**Your goal:** Please count the lines in the records below that contain the string "riverbank", treating uppercase and lowercase as different. Reply with only the number.

--

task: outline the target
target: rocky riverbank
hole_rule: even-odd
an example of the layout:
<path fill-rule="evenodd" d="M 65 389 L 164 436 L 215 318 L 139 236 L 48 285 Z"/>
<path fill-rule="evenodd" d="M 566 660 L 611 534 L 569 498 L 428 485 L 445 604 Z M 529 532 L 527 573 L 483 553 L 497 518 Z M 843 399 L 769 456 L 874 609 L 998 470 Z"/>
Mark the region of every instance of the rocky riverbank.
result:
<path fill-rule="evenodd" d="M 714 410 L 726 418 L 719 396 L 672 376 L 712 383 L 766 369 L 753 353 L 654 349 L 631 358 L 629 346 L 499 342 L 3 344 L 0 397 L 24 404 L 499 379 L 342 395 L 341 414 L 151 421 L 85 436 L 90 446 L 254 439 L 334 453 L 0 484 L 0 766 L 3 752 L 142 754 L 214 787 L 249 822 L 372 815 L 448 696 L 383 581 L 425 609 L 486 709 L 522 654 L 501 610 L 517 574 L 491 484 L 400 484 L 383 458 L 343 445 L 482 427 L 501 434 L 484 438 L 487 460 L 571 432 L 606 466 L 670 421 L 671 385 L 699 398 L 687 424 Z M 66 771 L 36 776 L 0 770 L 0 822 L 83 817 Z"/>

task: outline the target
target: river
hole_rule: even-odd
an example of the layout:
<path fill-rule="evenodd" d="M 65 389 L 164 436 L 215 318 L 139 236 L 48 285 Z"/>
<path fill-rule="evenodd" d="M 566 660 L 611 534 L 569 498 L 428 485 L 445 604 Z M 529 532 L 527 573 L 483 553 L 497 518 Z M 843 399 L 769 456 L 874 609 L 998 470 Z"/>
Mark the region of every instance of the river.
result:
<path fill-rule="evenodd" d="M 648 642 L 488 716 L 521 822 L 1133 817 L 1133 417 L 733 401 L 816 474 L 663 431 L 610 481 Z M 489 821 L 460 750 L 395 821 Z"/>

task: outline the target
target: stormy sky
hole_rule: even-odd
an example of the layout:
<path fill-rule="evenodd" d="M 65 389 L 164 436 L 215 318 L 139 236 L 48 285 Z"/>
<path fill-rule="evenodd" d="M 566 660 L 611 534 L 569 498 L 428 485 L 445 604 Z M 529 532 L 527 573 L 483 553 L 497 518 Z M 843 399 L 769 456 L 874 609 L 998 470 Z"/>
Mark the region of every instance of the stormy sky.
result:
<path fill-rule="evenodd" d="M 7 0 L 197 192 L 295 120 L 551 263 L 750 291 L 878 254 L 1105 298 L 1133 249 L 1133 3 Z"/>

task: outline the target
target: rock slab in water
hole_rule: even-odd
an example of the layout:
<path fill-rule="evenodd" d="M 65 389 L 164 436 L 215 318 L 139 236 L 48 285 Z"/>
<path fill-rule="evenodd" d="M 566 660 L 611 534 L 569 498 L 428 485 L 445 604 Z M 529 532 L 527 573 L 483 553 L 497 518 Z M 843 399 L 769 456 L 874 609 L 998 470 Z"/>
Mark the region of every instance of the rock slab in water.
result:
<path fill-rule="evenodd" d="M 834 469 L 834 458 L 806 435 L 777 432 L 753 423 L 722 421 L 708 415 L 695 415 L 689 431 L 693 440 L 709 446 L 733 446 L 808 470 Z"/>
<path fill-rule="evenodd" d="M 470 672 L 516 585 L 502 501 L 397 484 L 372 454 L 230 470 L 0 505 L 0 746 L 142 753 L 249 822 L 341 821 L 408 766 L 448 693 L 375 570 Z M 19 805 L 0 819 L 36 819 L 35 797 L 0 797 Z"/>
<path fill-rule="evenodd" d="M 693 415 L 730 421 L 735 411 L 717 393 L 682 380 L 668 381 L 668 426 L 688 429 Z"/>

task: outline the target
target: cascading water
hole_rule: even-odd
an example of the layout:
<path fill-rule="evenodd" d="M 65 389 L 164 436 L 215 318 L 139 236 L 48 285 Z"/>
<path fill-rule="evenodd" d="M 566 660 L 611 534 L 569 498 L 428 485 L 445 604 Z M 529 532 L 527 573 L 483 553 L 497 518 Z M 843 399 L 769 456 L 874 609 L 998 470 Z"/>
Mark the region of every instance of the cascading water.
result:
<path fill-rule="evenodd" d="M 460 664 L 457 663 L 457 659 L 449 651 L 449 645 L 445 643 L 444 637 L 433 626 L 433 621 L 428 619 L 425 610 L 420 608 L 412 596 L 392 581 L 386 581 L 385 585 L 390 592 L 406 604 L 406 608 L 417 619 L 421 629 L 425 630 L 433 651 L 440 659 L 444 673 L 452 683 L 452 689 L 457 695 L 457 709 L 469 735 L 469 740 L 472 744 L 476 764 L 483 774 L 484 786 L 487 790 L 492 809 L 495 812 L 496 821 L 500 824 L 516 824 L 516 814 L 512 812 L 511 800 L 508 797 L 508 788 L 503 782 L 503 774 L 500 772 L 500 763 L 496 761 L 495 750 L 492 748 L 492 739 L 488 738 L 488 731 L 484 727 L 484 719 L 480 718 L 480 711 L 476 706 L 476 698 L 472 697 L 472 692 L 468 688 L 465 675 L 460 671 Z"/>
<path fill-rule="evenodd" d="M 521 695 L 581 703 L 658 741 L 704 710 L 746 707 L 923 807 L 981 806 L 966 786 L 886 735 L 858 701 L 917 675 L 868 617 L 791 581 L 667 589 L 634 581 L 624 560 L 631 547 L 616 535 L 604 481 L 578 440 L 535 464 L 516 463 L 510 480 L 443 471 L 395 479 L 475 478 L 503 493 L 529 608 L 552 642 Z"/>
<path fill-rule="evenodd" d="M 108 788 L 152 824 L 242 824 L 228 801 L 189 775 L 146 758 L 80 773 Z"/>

--

**Exercise result:** 2